-- Start Material for this task --

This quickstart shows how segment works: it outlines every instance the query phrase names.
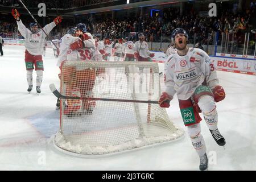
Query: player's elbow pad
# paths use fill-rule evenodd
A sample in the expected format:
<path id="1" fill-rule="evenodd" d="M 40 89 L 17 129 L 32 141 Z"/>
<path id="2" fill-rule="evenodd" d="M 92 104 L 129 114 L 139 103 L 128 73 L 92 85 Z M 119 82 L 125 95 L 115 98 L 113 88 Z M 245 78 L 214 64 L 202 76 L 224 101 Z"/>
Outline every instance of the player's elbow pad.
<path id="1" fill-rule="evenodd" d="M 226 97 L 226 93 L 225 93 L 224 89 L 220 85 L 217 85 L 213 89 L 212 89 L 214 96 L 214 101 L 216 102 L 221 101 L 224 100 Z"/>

-- End Material for this task --
-- Start Material for this task --

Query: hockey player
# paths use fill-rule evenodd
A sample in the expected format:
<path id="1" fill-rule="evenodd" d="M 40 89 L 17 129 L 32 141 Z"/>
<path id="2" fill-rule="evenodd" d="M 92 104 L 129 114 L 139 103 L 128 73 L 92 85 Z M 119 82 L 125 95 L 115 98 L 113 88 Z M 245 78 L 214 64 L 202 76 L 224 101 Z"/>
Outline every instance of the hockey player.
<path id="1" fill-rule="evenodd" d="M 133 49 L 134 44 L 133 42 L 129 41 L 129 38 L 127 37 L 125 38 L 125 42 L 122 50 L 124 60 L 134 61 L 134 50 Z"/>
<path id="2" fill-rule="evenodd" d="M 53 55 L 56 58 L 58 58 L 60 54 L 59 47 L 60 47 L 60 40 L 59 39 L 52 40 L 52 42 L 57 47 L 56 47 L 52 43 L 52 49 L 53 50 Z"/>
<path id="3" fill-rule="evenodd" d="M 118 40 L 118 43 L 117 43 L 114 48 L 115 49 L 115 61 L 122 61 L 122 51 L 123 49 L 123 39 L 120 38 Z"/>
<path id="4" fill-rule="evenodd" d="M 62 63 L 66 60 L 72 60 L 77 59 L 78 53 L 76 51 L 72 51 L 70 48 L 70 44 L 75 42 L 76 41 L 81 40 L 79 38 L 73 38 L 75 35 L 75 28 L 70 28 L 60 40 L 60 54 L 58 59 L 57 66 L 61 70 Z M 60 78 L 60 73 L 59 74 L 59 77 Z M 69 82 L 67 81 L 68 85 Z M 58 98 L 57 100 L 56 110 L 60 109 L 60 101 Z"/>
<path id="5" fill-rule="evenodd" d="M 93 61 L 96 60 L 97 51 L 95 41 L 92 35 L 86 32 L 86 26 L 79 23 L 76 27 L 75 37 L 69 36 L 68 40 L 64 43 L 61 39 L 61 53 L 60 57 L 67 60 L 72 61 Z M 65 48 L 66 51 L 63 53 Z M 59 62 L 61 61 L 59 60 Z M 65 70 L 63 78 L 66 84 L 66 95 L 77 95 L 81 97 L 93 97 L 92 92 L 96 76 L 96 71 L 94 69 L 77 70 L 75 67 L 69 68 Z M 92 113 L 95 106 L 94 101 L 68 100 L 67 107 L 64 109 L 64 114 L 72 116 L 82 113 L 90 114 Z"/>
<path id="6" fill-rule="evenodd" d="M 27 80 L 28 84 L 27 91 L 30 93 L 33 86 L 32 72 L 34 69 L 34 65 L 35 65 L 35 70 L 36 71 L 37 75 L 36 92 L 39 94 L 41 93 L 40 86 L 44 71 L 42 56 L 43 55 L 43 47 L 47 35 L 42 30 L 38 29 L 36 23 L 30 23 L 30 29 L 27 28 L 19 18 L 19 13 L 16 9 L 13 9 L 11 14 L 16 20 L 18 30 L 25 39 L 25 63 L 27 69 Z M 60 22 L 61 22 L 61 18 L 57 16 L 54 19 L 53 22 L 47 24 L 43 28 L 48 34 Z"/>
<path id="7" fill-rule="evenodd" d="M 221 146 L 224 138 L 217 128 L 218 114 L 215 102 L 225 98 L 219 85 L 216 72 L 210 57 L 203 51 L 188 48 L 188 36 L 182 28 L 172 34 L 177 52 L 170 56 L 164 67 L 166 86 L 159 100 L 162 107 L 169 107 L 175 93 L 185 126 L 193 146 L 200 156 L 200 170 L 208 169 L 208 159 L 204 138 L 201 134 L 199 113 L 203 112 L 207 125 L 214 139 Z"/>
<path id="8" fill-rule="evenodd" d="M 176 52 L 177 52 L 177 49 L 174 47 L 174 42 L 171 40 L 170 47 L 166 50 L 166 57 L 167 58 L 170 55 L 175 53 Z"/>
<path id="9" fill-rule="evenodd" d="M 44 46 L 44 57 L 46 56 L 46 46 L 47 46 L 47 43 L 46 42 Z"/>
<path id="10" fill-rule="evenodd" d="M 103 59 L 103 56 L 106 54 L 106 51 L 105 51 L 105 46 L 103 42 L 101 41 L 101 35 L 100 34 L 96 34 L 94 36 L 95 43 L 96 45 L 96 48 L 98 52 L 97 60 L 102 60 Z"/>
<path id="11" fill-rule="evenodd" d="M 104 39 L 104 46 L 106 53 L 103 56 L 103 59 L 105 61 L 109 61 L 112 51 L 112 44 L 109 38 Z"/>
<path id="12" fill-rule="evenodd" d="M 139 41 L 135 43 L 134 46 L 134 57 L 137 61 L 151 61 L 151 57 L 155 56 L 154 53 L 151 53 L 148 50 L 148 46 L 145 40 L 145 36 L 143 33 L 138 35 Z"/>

-- End Material for this task --

* _Goal_
Rewrite the rows from the line with "Query: hockey player" up to and including the line with "133 49 L 134", substituting "example" for "sample" and leaving everything else unchanged.

* _Written response_
Query: hockey player
# paths use fill-rule evenodd
A example in the expected format:
<path id="1" fill-rule="evenodd" d="M 40 89 L 17 129 L 32 141 Z"/>
<path id="2" fill-rule="evenodd" d="M 92 104 L 129 114 L 139 103 L 128 73 L 92 85 Z M 119 82 L 125 95 L 115 98 L 113 88 Z M 245 78 L 214 64 L 202 76 L 224 101 Z"/>
Outline every instance of the hockey player.
<path id="1" fill-rule="evenodd" d="M 133 49 L 134 44 L 133 42 L 129 41 L 129 38 L 127 37 L 125 38 L 125 42 L 122 50 L 124 60 L 134 61 L 134 50 Z"/>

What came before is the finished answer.